Yesterday turned out to be a day for me to think about housing. As most observers and all residents of the Bay Area know, we've got too much money, primarily from the tech economy, chasing too little housing. This is an atractive place to live if you've got money and folks just keep on coming. The consequence is that many (even most) low- and many middle-income people are under threat of being forced out of their homes and will not be able to find affordable alternatives.
Three vignettes from my day:
Subsidized housing: I spent the morning with a disabled friend who is one of the lucky ones. For two decades, she's lived in a rent-subsidized apartment in a building managed by a non-profit. Because she'd been hospitalized last year, the non-profit had never completed the HUD paper work that certifies her eligibility for 2017 or for this year. It's absence was a crisis. She's healthier now, so we sat with a social worker while she slogged through it. Beyond establishing that she still can't work and lives on Social Security, the paper work consisted of a reams of forms to sign asserting she'd been told she had various rights that she most likely would never dare assert. She was in a cooperative frame of mind -- and has no choice -- so she signed and helped the agency clean up its work product. The social worker wanted to help my friend, but she too lives within a paper maze with an eye over her shoulder toward an unsympathetic housing bureaucracy in Washington. Nobody gets to keep their dignity -- but my friend still has her apartment!
Cities and contemporary urbanism: The environmental/sustainability writer whose work I most appreciate is David Roberts at Vox. I spent part of the afternoon reading and pondering three articles he's recently written from interviews with urbanist Brent Toderian who led city planning for Vancouver, BC (a very pleasant city from what I've seen of it). If you care about how we can have more sustainable, livable cities, you might like these articles: I can't say that I'm completely convinced by "new urbanism"; the lived reality of a changing city feels messier and far less just than planners seem willing to contemplate. But thinking is happening here.
Upzoning and equity: An organization that calls itself YAH! (Yes to Affordable Housing -- they are going to have to work on that name unless they have a hell of a marketing budget) sponsored a panel of progressive housing policy wonks in the evening. YAH! -- and its panelists -- think better city and regional policies really can improve equitable provision of home places for individuals and communities. YAH!'s statement of organizational aspirations is impressive. They've come up with a list I can live with.
Video of event is here.
Nothing is going to happen without citizen pressure; the power of rapacious wealth drives cities in less humane directions. But you start by getting some people up to speed, thinking, and talking about solutions -- enough little meetings can have big impacts. If people who care about affordable housing organize ... who knows. There's the energy of necessity in this movement.
1 comment:
I think the reason Tucson has affordable housing is how much building they are doing. I hate that as one who loves desert and open areas but short of government telling someone that the home they bought and hoped to use an an investment cannot do it, i think more housing is the way you keep the values down. SF has a hard situation as it is limited for areas other than going up. Corvallis up in Oregon is kind of suffering some of that with public lands around the city and limiting where they can build. That's true in many cities in Arizona too. It is tough though when people end up being pushed out of an area where they have loved living and some of that is taxes that have nothing to do with income but only value of a home you may not want to sell.

************

**What you will do:**
- A) Reproduce the housing post word for word, from "Upzoning and equity: An" to "can live with.".
- B) Does the housing post agree with each statement below? Answer yes or no for each, and quote the words from the housing post that decide it. (i) The friend has lived in her rent-subsidized apartment for two decades. (ii) Brent Toderian led city planning for Seattle. (iii) The writer is completely convinced by "new urbanism".

**Provided records:**
************

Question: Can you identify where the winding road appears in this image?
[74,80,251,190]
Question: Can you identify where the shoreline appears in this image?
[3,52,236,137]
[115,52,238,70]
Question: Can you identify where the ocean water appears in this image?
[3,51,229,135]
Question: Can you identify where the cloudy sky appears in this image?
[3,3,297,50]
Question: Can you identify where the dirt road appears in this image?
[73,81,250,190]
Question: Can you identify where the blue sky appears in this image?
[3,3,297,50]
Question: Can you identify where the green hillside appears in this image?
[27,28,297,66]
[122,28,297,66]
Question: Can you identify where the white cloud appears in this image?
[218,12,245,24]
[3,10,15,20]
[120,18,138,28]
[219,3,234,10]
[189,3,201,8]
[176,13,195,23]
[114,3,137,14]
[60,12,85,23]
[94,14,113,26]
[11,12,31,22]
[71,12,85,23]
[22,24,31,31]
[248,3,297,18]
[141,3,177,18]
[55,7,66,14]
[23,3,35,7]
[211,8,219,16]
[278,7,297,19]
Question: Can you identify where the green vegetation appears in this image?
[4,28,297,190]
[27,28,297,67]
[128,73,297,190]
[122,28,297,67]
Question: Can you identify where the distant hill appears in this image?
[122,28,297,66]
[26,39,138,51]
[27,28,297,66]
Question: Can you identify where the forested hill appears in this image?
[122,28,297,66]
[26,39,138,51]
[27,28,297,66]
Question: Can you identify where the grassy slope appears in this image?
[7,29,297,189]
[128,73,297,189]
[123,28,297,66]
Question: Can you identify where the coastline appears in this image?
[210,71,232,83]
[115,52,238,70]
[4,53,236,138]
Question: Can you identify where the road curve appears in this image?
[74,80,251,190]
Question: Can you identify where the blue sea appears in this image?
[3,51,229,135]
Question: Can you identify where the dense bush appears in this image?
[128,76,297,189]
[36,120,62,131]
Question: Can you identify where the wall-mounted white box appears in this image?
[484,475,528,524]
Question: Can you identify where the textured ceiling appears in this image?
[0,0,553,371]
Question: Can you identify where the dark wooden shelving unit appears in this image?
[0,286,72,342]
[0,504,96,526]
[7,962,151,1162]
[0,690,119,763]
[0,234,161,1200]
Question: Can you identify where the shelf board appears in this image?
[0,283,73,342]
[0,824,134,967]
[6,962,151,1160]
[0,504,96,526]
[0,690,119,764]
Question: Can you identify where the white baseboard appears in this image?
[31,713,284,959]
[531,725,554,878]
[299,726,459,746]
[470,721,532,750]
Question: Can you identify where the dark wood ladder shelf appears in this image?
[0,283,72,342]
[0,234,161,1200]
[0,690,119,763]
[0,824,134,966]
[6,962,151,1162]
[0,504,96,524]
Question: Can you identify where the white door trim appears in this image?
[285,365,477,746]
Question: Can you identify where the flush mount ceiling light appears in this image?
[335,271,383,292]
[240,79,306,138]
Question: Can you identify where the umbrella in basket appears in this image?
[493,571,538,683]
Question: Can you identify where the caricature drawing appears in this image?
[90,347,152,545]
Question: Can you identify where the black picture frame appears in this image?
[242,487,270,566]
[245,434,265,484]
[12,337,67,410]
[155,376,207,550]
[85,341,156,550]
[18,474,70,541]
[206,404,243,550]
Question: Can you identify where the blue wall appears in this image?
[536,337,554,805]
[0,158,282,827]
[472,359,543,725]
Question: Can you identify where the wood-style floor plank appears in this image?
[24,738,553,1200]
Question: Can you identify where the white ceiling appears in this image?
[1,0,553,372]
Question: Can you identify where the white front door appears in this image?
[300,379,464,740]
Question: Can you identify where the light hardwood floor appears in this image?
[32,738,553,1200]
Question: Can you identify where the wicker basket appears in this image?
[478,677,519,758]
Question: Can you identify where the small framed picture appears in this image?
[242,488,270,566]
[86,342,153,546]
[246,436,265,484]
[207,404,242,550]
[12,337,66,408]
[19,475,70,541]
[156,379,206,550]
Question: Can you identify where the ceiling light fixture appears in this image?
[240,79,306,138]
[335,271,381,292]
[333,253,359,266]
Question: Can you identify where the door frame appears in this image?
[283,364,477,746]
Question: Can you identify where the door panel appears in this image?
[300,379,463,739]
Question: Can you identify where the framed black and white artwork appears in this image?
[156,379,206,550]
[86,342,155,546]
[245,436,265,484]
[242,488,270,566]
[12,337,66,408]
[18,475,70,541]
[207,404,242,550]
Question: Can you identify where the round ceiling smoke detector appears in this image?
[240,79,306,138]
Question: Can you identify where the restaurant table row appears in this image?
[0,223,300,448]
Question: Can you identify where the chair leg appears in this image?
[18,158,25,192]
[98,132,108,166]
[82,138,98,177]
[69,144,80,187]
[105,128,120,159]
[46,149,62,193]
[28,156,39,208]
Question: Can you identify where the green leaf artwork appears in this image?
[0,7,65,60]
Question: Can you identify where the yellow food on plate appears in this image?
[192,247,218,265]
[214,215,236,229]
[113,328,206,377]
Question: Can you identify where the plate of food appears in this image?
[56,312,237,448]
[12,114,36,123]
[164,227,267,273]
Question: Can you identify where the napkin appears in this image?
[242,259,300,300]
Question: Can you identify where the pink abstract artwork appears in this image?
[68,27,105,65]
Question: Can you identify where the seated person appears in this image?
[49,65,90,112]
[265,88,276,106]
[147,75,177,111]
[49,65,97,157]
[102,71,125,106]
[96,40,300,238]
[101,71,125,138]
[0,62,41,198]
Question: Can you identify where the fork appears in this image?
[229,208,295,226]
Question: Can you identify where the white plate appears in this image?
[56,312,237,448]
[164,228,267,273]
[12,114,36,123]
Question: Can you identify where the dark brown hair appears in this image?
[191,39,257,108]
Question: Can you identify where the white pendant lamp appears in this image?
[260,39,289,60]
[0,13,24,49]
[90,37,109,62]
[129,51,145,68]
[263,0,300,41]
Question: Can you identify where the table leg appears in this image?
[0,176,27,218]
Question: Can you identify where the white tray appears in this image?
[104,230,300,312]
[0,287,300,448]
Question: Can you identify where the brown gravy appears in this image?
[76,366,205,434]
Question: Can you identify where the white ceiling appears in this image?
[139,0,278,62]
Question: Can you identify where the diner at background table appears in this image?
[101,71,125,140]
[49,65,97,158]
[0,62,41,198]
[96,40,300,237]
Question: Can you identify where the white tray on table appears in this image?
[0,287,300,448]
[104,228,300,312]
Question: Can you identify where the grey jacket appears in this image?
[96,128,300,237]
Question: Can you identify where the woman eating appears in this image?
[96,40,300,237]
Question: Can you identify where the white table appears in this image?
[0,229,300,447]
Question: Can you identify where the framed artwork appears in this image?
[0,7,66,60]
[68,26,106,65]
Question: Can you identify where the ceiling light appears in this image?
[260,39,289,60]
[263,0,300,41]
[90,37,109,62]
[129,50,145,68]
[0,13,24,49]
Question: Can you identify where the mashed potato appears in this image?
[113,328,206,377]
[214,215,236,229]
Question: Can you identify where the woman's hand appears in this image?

************

**Responses in order:**
- A)
Upzoning and equity: An organization that calls itself YAH! (Yes to Affordable Housing -- they are going to have to work on that name unless they have a hell of a marketing budget) sponsored a panel of progressive housing policy wonks in the evening. YAH! -- and its panelists -- think better city and regional policies really can improve equitable provision of home places for individuals and communities. YAH!'s statement of organizational aspirations is impressive. They've come up with a list I can live with.

- B)
(i) Yes: "For two decades, she's lived in a rent-subsidized apartment in a building managed by a non-profit."
(ii) No: "urbanist Brent Toderian who led city planning for Vancouver, BC"
(iii) No: "I can't say that I'm completely convinced by "new urbanism""